- Exercise aim: Copy the stretch from the line containing "Point out the sun in" through the end of the items, swapping "eroded ridge" for "rocky ridge" and keeping everything else the same. Leave out the pictures.

- Entries supplied:

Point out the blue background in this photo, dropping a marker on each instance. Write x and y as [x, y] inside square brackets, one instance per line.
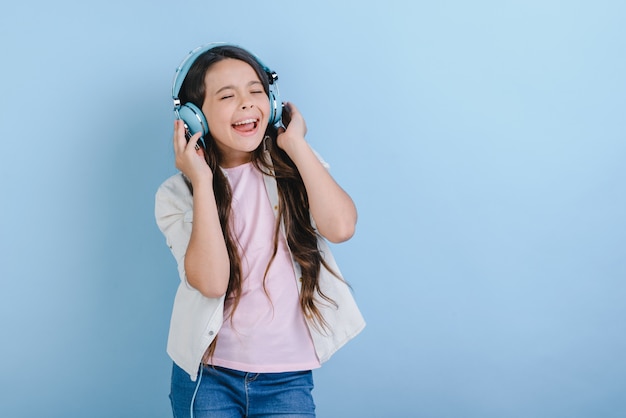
[483, 142]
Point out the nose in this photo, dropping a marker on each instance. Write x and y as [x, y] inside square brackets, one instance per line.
[246, 102]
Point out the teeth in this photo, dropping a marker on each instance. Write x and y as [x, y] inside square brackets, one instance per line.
[244, 122]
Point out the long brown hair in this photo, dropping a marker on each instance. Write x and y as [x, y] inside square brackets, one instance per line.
[293, 208]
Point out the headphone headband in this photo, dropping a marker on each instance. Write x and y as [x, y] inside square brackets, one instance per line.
[191, 114]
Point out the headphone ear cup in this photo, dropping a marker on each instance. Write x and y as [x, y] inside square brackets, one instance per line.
[194, 119]
[276, 108]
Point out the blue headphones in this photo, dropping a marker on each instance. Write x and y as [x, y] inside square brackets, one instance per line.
[192, 116]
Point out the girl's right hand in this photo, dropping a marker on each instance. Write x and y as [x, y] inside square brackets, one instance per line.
[189, 156]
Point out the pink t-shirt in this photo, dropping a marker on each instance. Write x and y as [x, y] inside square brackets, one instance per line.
[268, 332]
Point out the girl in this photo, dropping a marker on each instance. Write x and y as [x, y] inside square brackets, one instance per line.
[261, 301]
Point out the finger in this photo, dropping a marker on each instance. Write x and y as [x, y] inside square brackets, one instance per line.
[193, 141]
[179, 135]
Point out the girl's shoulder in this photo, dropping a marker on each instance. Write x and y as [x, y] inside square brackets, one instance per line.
[174, 189]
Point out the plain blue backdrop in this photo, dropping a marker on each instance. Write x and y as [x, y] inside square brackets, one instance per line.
[484, 143]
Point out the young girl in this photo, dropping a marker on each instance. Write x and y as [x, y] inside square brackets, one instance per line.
[261, 301]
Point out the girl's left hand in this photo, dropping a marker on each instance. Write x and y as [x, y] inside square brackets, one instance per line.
[295, 126]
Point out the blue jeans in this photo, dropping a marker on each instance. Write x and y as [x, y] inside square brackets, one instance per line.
[225, 393]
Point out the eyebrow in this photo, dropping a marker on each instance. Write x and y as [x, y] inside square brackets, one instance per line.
[231, 87]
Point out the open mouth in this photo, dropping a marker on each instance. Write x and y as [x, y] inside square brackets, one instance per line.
[247, 125]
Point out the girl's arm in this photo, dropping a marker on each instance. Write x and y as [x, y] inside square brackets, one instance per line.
[206, 261]
[332, 208]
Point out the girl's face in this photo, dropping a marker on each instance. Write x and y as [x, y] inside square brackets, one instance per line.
[236, 108]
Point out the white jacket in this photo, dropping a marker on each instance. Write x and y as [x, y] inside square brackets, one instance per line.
[197, 319]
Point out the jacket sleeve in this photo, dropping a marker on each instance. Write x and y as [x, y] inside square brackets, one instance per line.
[173, 211]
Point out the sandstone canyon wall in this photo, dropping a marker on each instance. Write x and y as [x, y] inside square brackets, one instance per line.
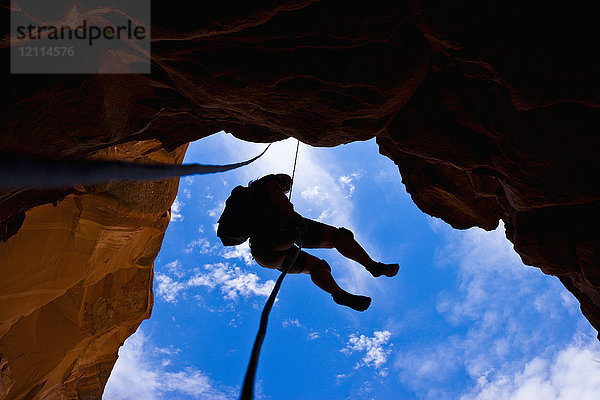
[490, 110]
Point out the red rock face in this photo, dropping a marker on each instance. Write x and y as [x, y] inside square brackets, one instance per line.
[490, 111]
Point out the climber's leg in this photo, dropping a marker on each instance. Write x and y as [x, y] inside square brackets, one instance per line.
[320, 274]
[320, 235]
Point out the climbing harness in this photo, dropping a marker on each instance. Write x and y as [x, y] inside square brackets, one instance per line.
[53, 174]
[248, 386]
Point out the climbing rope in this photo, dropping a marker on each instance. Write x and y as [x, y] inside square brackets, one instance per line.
[52, 174]
[248, 386]
[294, 171]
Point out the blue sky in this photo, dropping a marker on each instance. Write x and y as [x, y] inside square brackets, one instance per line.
[464, 318]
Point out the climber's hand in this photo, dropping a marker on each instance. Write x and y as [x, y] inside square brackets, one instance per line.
[302, 227]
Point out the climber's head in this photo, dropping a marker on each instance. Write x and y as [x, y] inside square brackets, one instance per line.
[285, 181]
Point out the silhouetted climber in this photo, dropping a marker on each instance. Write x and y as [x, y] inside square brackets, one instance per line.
[274, 227]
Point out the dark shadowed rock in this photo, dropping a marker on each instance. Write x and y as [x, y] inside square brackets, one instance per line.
[490, 111]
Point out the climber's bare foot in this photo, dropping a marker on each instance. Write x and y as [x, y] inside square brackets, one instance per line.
[377, 269]
[356, 302]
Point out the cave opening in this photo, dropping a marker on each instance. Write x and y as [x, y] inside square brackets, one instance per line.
[464, 316]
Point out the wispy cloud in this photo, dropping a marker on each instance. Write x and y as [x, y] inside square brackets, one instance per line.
[376, 349]
[291, 323]
[138, 374]
[346, 182]
[241, 252]
[176, 210]
[508, 313]
[232, 281]
[572, 373]
[202, 245]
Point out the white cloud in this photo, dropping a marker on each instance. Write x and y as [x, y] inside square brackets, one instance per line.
[314, 194]
[376, 348]
[572, 373]
[231, 280]
[203, 245]
[241, 252]
[136, 375]
[291, 322]
[507, 314]
[346, 182]
[175, 268]
[317, 193]
[217, 210]
[176, 210]
[167, 287]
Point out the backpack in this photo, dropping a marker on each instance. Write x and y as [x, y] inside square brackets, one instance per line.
[235, 223]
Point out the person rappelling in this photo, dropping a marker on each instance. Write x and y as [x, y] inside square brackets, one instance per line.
[263, 213]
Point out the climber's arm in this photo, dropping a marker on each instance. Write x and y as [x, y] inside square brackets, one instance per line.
[280, 201]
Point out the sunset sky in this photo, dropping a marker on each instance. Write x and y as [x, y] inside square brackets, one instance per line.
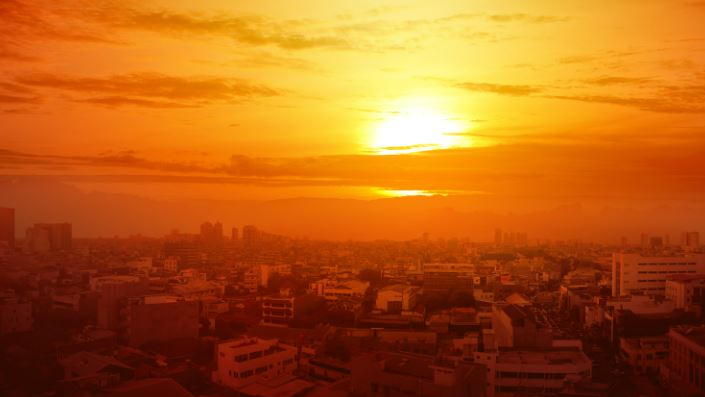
[553, 101]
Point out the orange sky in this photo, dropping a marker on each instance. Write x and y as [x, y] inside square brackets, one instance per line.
[553, 101]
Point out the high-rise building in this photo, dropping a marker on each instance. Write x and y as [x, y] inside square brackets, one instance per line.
[691, 240]
[158, 318]
[498, 236]
[645, 243]
[113, 290]
[444, 277]
[250, 235]
[212, 234]
[7, 226]
[634, 273]
[43, 237]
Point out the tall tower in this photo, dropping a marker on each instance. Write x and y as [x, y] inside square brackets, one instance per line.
[7, 226]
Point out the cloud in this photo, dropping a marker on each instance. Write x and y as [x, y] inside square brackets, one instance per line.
[118, 101]
[151, 90]
[526, 18]
[582, 167]
[617, 80]
[502, 89]
[12, 99]
[651, 104]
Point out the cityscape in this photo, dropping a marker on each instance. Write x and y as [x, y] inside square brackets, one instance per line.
[352, 198]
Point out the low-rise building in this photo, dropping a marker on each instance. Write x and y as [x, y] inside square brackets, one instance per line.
[398, 374]
[644, 355]
[539, 371]
[396, 298]
[15, 316]
[247, 360]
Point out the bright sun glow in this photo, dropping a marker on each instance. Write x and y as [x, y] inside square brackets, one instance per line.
[416, 130]
[407, 193]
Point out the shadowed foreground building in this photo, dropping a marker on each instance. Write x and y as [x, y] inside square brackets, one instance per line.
[159, 318]
[402, 374]
[686, 364]
[247, 360]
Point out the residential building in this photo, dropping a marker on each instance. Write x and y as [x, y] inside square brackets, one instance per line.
[401, 374]
[159, 318]
[537, 371]
[15, 316]
[644, 354]
[686, 364]
[44, 237]
[113, 290]
[444, 277]
[396, 298]
[7, 226]
[635, 273]
[687, 291]
[247, 360]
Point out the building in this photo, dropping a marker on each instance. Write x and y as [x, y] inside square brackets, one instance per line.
[402, 374]
[44, 237]
[686, 363]
[159, 318]
[691, 240]
[15, 316]
[212, 235]
[250, 236]
[687, 291]
[533, 372]
[635, 273]
[187, 251]
[396, 298]
[7, 226]
[334, 289]
[645, 354]
[445, 277]
[113, 290]
[521, 326]
[282, 309]
[247, 360]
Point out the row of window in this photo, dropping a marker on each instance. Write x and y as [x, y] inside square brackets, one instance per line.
[530, 375]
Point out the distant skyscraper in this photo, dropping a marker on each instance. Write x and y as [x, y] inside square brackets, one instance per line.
[691, 240]
[250, 235]
[212, 234]
[498, 236]
[656, 242]
[43, 237]
[645, 243]
[7, 226]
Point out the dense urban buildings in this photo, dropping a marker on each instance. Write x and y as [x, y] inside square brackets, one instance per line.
[7, 226]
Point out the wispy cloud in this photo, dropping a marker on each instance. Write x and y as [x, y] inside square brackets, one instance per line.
[502, 89]
[520, 17]
[152, 90]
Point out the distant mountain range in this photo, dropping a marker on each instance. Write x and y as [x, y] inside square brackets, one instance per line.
[107, 214]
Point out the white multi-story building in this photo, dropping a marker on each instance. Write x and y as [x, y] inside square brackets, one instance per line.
[396, 298]
[537, 371]
[15, 316]
[686, 290]
[635, 273]
[246, 360]
[335, 289]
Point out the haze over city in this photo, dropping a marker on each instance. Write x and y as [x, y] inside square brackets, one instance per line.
[352, 198]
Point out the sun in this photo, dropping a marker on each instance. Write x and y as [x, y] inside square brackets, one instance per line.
[418, 129]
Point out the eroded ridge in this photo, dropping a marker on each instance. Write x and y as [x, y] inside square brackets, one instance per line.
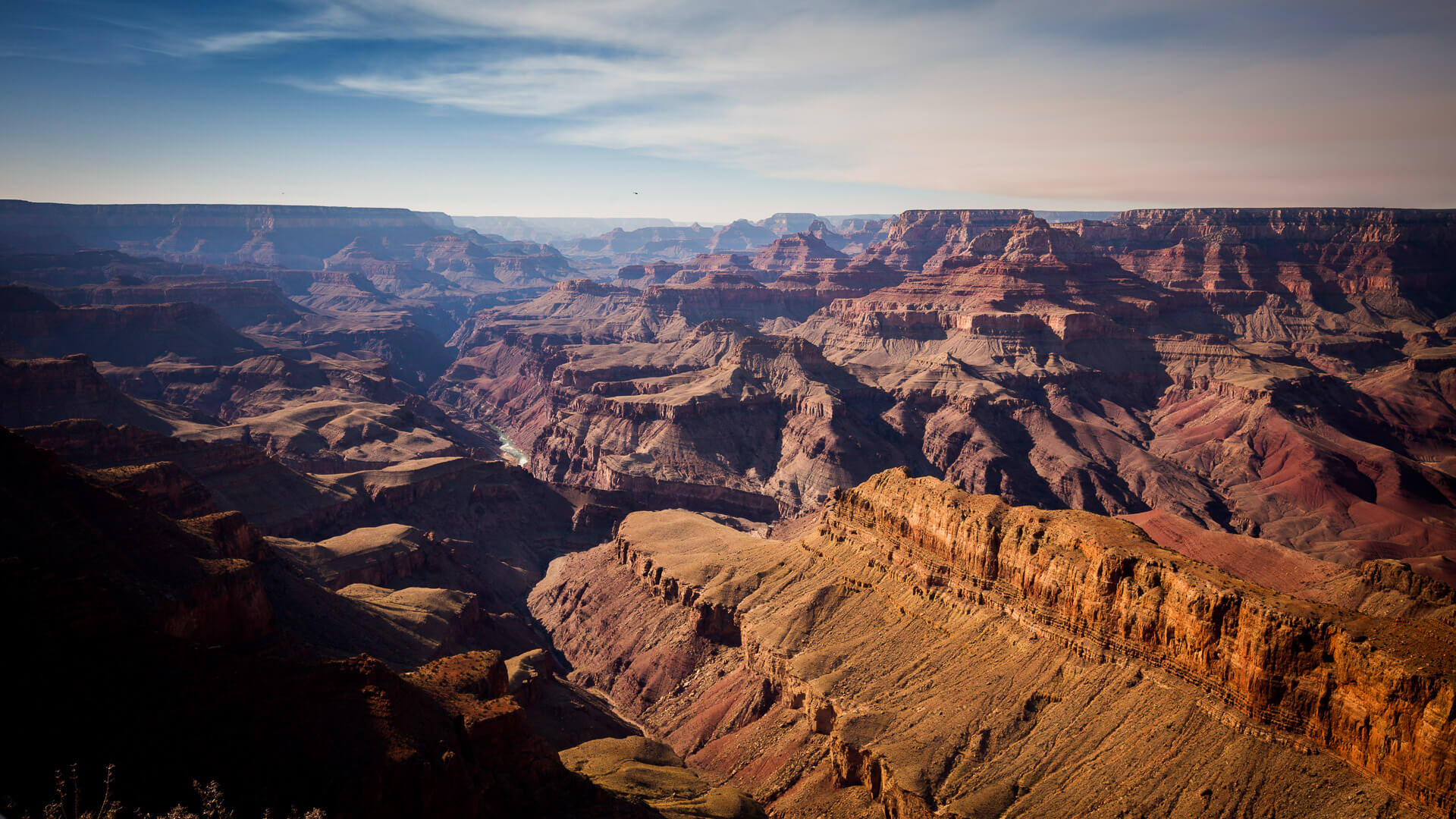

- Exercise result:
Point out the sun in this photo, dropping a marker on each instance. Write x and y as [x, y] inside square brackets, one instance per line.
[418, 129]
Point out the rocky ridge in this photo, dropping a marker on each instance. Write x and y as [x, y] inside square brackets, one instance per line.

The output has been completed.